**Objective**
Set down, in full, every record in the block.

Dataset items
>> START

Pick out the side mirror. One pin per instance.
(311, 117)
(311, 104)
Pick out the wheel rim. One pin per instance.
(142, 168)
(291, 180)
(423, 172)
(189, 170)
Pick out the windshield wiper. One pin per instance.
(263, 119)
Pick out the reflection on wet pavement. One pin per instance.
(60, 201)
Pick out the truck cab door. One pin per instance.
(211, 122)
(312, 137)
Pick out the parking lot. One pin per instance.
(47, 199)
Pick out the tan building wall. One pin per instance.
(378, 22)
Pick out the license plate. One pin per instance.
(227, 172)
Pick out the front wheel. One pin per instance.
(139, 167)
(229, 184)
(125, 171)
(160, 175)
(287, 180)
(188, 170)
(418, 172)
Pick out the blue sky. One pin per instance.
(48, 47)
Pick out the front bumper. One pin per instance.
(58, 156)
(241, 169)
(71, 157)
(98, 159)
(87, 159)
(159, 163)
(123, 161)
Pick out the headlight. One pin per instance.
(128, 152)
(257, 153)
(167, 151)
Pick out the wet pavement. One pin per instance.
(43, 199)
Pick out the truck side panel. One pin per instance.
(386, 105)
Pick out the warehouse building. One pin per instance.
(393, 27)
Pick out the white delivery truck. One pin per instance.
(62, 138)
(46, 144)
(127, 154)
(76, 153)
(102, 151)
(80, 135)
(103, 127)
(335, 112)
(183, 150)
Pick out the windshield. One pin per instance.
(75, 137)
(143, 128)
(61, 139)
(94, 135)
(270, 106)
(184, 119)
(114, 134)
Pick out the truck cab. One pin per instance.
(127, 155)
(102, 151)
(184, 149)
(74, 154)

>> END

**Final result**
Pick out the side mirror. One pin per instance.
(311, 117)
(311, 104)
Pick out the wheel rim. One pin per instance.
(142, 168)
(291, 180)
(423, 172)
(189, 170)
Pick out the windshield wiper. One pin per instance.
(263, 119)
Pick out the reflection on wet pavement. One pin per instance.
(60, 201)
Pick out the truck cab door. One pin per instance.
(211, 122)
(312, 137)
Pick out the parking lot. One pin per instance.
(47, 199)
Pick out the tan building wall. One pin per instance.
(378, 22)
Pick out the license plate. One pin per instance.
(227, 172)
Pick out the front wheel. One pin per instance.
(139, 167)
(229, 184)
(125, 171)
(160, 175)
(287, 180)
(188, 170)
(418, 172)
Pick out the blue sky. One pin per instance.
(48, 47)
Pick out the front bumper. One pin per instance.
(58, 156)
(241, 169)
(71, 157)
(98, 159)
(87, 159)
(159, 163)
(123, 161)
Pick out the headlight. One pin per instance.
(128, 152)
(257, 153)
(167, 151)
Pick out the wet pavement. One pin per instance.
(43, 199)
Pick out the truck side panel. One pin per instance.
(386, 105)
Pick out the warehouse building. One pin per instance.
(393, 27)
Pick out the white delivery truck. One pin per instance.
(62, 138)
(46, 144)
(127, 154)
(76, 153)
(102, 151)
(80, 135)
(103, 127)
(335, 112)
(183, 150)
Pick out the windshield. One pin per instance.
(75, 137)
(143, 128)
(61, 139)
(94, 135)
(270, 106)
(184, 119)
(114, 134)
Pick out the truck cab. One pin per instance.
(127, 155)
(102, 151)
(184, 149)
(74, 154)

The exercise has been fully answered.